● Try it: Only the pictures are dropped. Restate each line below word for word.

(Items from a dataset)
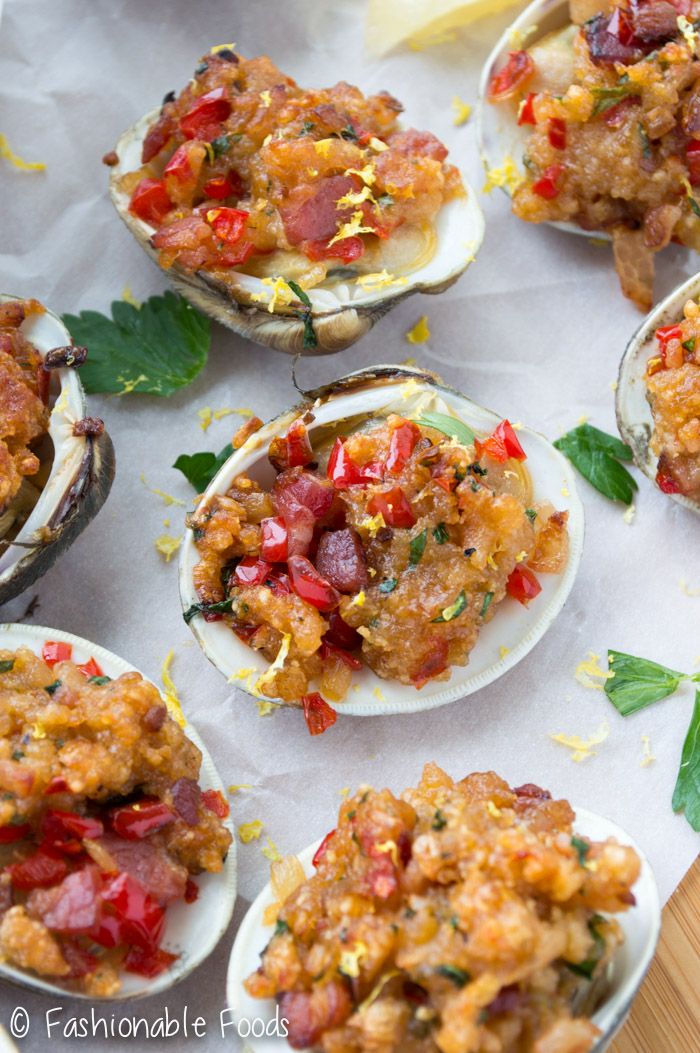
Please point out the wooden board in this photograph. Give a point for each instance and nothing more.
(665, 1017)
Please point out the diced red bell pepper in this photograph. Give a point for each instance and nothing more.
(322, 849)
(91, 668)
(513, 77)
(14, 832)
(179, 165)
(142, 919)
(693, 161)
(665, 482)
(252, 571)
(62, 829)
(148, 964)
(310, 585)
(502, 444)
(526, 112)
(215, 801)
(523, 585)
(227, 223)
(136, 821)
(557, 133)
(54, 651)
(318, 714)
(330, 651)
(38, 871)
(547, 185)
(395, 508)
(274, 539)
(204, 119)
(150, 201)
(401, 445)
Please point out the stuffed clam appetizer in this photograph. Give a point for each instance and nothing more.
(117, 863)
(361, 549)
(658, 395)
(295, 216)
(459, 915)
(56, 462)
(591, 112)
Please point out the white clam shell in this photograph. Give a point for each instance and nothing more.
(498, 133)
(192, 930)
(80, 477)
(641, 926)
(514, 627)
(634, 413)
(341, 314)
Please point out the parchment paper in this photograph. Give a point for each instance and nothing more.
(535, 330)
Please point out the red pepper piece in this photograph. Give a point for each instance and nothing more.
(557, 133)
(547, 185)
(227, 223)
(513, 77)
(150, 201)
(53, 652)
(38, 871)
(526, 112)
(330, 651)
(274, 539)
(318, 714)
(91, 668)
(252, 571)
(310, 585)
(204, 118)
(321, 850)
(148, 964)
(14, 832)
(502, 444)
(136, 821)
(523, 585)
(215, 801)
(401, 445)
(395, 508)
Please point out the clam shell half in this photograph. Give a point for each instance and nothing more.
(192, 930)
(634, 413)
(515, 629)
(80, 477)
(341, 314)
(641, 926)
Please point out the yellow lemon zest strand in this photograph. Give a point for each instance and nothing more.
(16, 160)
(171, 692)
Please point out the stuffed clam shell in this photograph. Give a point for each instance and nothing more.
(245, 181)
(57, 462)
(402, 542)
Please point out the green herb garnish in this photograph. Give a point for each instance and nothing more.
(597, 456)
(153, 350)
(417, 547)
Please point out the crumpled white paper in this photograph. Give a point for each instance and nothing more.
(534, 330)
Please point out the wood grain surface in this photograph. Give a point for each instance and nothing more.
(665, 1017)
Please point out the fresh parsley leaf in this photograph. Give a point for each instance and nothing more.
(448, 425)
(417, 547)
(154, 350)
(686, 792)
(200, 469)
(223, 607)
(597, 455)
(638, 682)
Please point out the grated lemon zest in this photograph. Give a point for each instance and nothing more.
(582, 748)
(172, 698)
(250, 831)
(419, 334)
(16, 160)
(167, 544)
(462, 111)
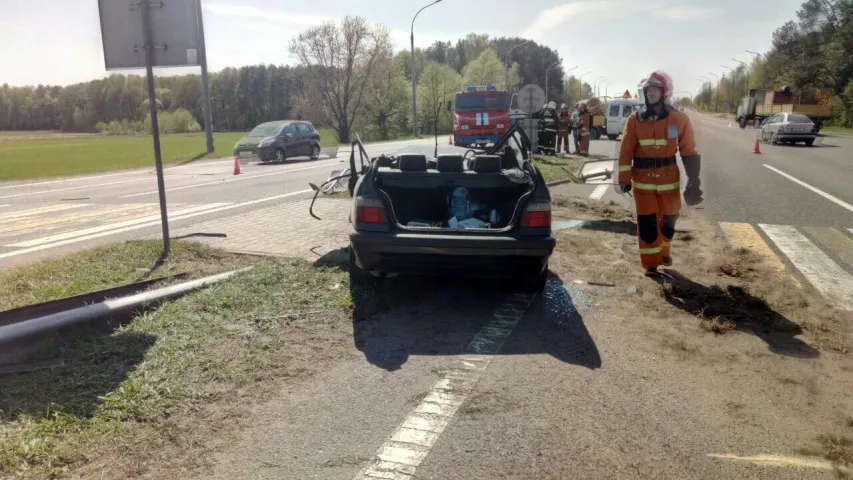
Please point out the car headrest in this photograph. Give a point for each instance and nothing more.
(412, 162)
(384, 161)
(449, 163)
(487, 163)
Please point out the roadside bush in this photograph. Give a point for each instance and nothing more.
(178, 121)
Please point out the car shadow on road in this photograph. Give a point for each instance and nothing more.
(733, 304)
(405, 316)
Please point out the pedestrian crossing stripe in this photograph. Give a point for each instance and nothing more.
(91, 214)
(811, 261)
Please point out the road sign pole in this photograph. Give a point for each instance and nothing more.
(145, 8)
(205, 86)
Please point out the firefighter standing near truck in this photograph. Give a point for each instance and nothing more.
(653, 135)
(564, 125)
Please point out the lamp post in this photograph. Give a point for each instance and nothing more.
(506, 62)
(731, 84)
(607, 85)
(761, 78)
(705, 80)
(746, 69)
(580, 82)
(595, 85)
(568, 92)
(717, 101)
(547, 70)
(414, 93)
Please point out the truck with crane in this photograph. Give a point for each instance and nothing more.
(762, 104)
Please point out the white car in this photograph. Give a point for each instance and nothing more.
(788, 128)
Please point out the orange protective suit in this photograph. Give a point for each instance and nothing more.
(647, 161)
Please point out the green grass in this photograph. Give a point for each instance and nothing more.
(107, 267)
(552, 168)
(25, 155)
(162, 392)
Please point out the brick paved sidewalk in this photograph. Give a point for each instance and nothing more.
(282, 230)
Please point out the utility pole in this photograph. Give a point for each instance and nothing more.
(717, 100)
(205, 85)
(414, 75)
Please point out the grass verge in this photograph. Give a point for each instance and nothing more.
(171, 384)
(554, 168)
(109, 266)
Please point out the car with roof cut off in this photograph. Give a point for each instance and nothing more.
(484, 213)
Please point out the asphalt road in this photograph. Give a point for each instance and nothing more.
(739, 186)
(51, 216)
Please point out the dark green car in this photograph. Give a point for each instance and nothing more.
(280, 140)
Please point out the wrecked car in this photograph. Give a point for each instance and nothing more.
(481, 213)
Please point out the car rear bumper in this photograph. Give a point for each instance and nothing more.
(467, 255)
(796, 136)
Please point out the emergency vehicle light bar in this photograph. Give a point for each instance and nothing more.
(481, 88)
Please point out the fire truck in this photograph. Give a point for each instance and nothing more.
(481, 116)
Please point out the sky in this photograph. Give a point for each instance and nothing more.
(59, 41)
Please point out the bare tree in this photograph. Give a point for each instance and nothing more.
(339, 59)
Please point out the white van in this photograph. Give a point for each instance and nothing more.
(618, 111)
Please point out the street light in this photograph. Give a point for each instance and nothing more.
(746, 69)
(580, 82)
(546, 77)
(761, 78)
(595, 85)
(414, 94)
(717, 100)
(507, 60)
(731, 84)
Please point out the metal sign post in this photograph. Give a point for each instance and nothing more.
(156, 33)
(148, 44)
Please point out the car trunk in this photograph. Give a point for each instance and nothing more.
(423, 199)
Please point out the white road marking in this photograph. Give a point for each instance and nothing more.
(42, 192)
(39, 211)
(143, 225)
(836, 200)
(69, 179)
(399, 457)
(110, 226)
(783, 461)
(599, 192)
(821, 271)
(238, 179)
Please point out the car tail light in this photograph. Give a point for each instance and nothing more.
(537, 215)
(370, 210)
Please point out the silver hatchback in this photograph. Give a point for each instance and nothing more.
(788, 128)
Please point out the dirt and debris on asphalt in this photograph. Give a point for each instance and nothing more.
(720, 369)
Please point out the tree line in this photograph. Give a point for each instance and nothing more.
(809, 55)
(348, 77)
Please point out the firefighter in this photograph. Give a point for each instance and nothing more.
(547, 126)
(564, 125)
(647, 164)
(584, 127)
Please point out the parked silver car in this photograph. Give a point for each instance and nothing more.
(788, 128)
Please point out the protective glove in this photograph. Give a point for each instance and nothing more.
(693, 194)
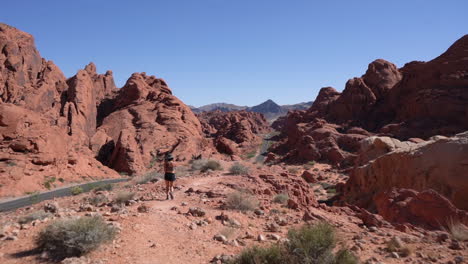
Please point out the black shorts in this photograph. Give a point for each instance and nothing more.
(169, 176)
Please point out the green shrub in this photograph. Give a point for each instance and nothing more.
(38, 215)
(75, 190)
(308, 244)
(457, 230)
(293, 170)
(103, 187)
(238, 169)
(345, 256)
(123, 196)
(258, 255)
(98, 199)
(74, 237)
(149, 177)
(211, 165)
(205, 165)
(281, 198)
(312, 243)
(242, 201)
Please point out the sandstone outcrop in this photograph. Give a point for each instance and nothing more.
(419, 100)
(35, 155)
(147, 121)
(234, 131)
(55, 128)
(427, 208)
(439, 164)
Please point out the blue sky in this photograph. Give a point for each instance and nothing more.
(238, 51)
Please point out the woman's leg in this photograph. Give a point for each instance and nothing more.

● Solved exercise:
Please point out the wooden board in this photograph. Give a point for each instance and nothing more.
(665, 1017)
Please point out the diced red bell pepper in this photograph. Give a point for each instance and nothing more.
(322, 849)
(91, 668)
(513, 77)
(14, 832)
(179, 165)
(142, 919)
(693, 161)
(665, 482)
(252, 571)
(62, 829)
(148, 964)
(310, 585)
(502, 444)
(526, 112)
(215, 801)
(523, 585)
(227, 223)
(136, 821)
(557, 133)
(54, 651)
(318, 714)
(330, 651)
(38, 871)
(547, 185)
(395, 508)
(274, 539)
(204, 119)
(150, 201)
(401, 445)
Please point out the stuffed clam appetizer in this photograph. Give a point for each instance and nothing more.
(117, 863)
(361, 549)
(658, 395)
(295, 216)
(459, 915)
(56, 462)
(591, 112)
Please point out the white clam shell in this photograph. Give a point for each instance and nothing more.
(498, 133)
(192, 930)
(80, 477)
(641, 926)
(514, 627)
(634, 413)
(341, 314)
Please point out the parchment paper in this photograph. Give a point for each instance and nothing more.
(535, 330)
Please point out the red pepper piece in this photograph. Give a point for each instance and nothing more.
(557, 133)
(547, 185)
(227, 223)
(513, 77)
(150, 201)
(53, 652)
(38, 871)
(526, 112)
(330, 651)
(274, 539)
(318, 714)
(91, 668)
(252, 571)
(310, 585)
(204, 118)
(321, 850)
(148, 964)
(14, 832)
(502, 444)
(136, 821)
(523, 585)
(215, 801)
(401, 445)
(395, 508)
Please point out the clam shell half in this photograph. Give a point for each instance and nothing more.
(192, 930)
(634, 413)
(515, 629)
(80, 477)
(341, 314)
(641, 926)
Please point out the yellow lemon zest strand in this photograph. Give a point for each instance and nothing more.
(16, 160)
(171, 692)
Please point out the stuffed clam shell in this photograph. Give a point for each instance and nothing more.
(245, 181)
(57, 462)
(402, 542)
Please point out the green herb garnish in this photograph. Give a point for each instance and nothing more.
(597, 456)
(153, 350)
(417, 547)
Please point out the crumpled white paper in this photograph. Give a point for each instance and nothing more.
(534, 330)
Please point out the wood grain surface in this photograph. Give a point for each instance and nothing more.
(665, 1017)
Please point out the fresh parsley leaf in this photograph. Give a point for each instance and nothing more.
(448, 425)
(417, 547)
(154, 350)
(686, 792)
(200, 469)
(223, 607)
(597, 455)
(638, 682)
Please point out the grated lemon zest in this photograph. Give a point for each instance and nothing more.
(582, 748)
(172, 698)
(250, 831)
(419, 334)
(16, 160)
(167, 544)
(462, 111)
Please point out the car headrest in this photograph. Give a point for each instance and nothing more.
(412, 162)
(384, 161)
(449, 163)
(487, 163)
Please point out the roadside bush in this photograph. Give a point for each instance and nothing more.
(178, 121)
Please point out the car shadow on road in this photograph. Give a point for each instance and nothing more.
(733, 304)
(405, 316)
Please point out the pedestrian crossing stripe in this photograph. Give a point for each instance and nothing more.
(91, 214)
(811, 261)
Please point out the road sign pole in this photograph. Give a point for each instance and nothing more.
(145, 8)
(205, 86)
Please point out the firefighter standing near truck in this photograph. Give a point for each instance and nothing more.
(653, 135)
(564, 125)
Please point out the lamp post in this photograph. Give a point for each instance and nothing more.
(506, 62)
(731, 84)
(607, 85)
(761, 78)
(705, 80)
(746, 69)
(580, 82)
(595, 85)
(568, 92)
(717, 101)
(547, 70)
(414, 93)
Please point out the truck with crane in this photograph. Give a point for each instance and nothing more.
(762, 104)
Please point out the white car in this photograph. Give a point for each instance and nothing more.
(788, 128)
Please point out the orange protective suit in this photograph. Give a point for each instance and nothing more.
(647, 161)
Please point out the green grass in this photograph. Give a point for each instance and nothing more.
(107, 267)
(552, 168)
(25, 155)
(162, 392)
Please point out the brick paved sidewalk in this photograph. Give a point for each instance and nothing more.
(282, 230)
Please point out the utility pole in this photograph. Give a point for each instance and nothing more.
(717, 100)
(205, 85)
(414, 75)
Please point out the grass verge in this photograph. Give a point for each instance and nothing more.
(171, 384)
(554, 168)
(109, 266)
Please point out the car with roof cut off in this photograph. Give a point for each instance and nothing more.
(484, 213)
Please point out the asphalt road in this photograph. Give a point for each instance and nothing more.
(739, 186)
(51, 216)
Please point out the dark green car in this photograph. Give a point for each instance and nothing more.
(280, 140)
Please point out the wrecked car in this photograph. Give a point for each instance and nothing more.
(481, 213)
Please point out the car rear bumper in this photograph. Give a point for each instance and nothing more.
(467, 255)
(796, 136)
Please point out the emergency vehicle light bar in this photograph. Give a point for each instance and nothing more.
(481, 88)
Please point out the fire truck in this photograph. Give a point for each instance and nothing more.
(481, 116)
Please point out the sky in this photograph. Give a point for each instance and nothing more.
(59, 41)
Please point out the bare tree in this photograph. Give a point for each instance and nothing more.
(339, 59)
Please point out the white van in this photograph. Give a point for each instance and nothing more.
(618, 111)
Please point out the street light in this photograph. Give a point for each instance and nothing more.
(746, 69)
(580, 82)
(546, 77)
(761, 78)
(595, 85)
(414, 94)
(717, 100)
(507, 60)
(731, 84)
Please point out the metal sign post in this photograph. Give a point for each instance and nothing more.
(156, 33)
(148, 44)
Please point out the car trunk in this photograph. Give a point for each instance and nothing more.
(423, 199)
Please point out the white road marking in this photograph. Give a point for each instance and nothing more.
(42, 192)
(39, 211)
(143, 225)
(836, 200)
(69, 179)
(399, 457)
(110, 226)
(783, 461)
(599, 192)
(821, 271)
(238, 179)
Please point out the car tail light in this photograph. Give a point for each instance and nothing more.
(537, 215)
(370, 210)
Please point out the silver hatchback in this photograph. Give a point for each instance and nothing more.
(788, 128)
Please point out the dirt and debris on asphalt in this photograph. Give a point for each instance and nothing more.
(720, 369)
Please point out the tree line in this photograph. Give a point for each instance and nothing more.
(809, 55)
(348, 77)
Please point out the firefighter in this photograph. Give a point for each instance and nothing more.
(547, 126)
(564, 125)
(647, 164)
(584, 127)
Please point out the parked silver car in this photograph. Give a point for each instance and nothing more.
(788, 128)
Please point out the protective glove in this photograph. Give a point for each instance and nothing more.
(693, 194)
Please point out the black shorts in this photograph. Give a point for each instance and nothing more.
(169, 176)
Please point out the green shrub in this photograph. Give a point for each instance and nothing more.
(38, 215)
(75, 190)
(308, 244)
(457, 230)
(293, 170)
(103, 187)
(238, 169)
(345, 256)
(123, 196)
(258, 255)
(98, 199)
(74, 237)
(149, 177)
(211, 165)
(205, 165)
(281, 198)
(312, 243)
(242, 201)
Please point out the sandstone outcrop in this photograph. Give a point for each instance and nothing more.
(419, 100)
(35, 155)
(147, 121)
(234, 131)
(55, 128)
(427, 208)
(439, 164)
Please point out the blue sky in this photograph. Give a point for each instance and nothing more.
(238, 51)
Please point out the woman's leg in this photograph. Give a point for each instance and nothing more.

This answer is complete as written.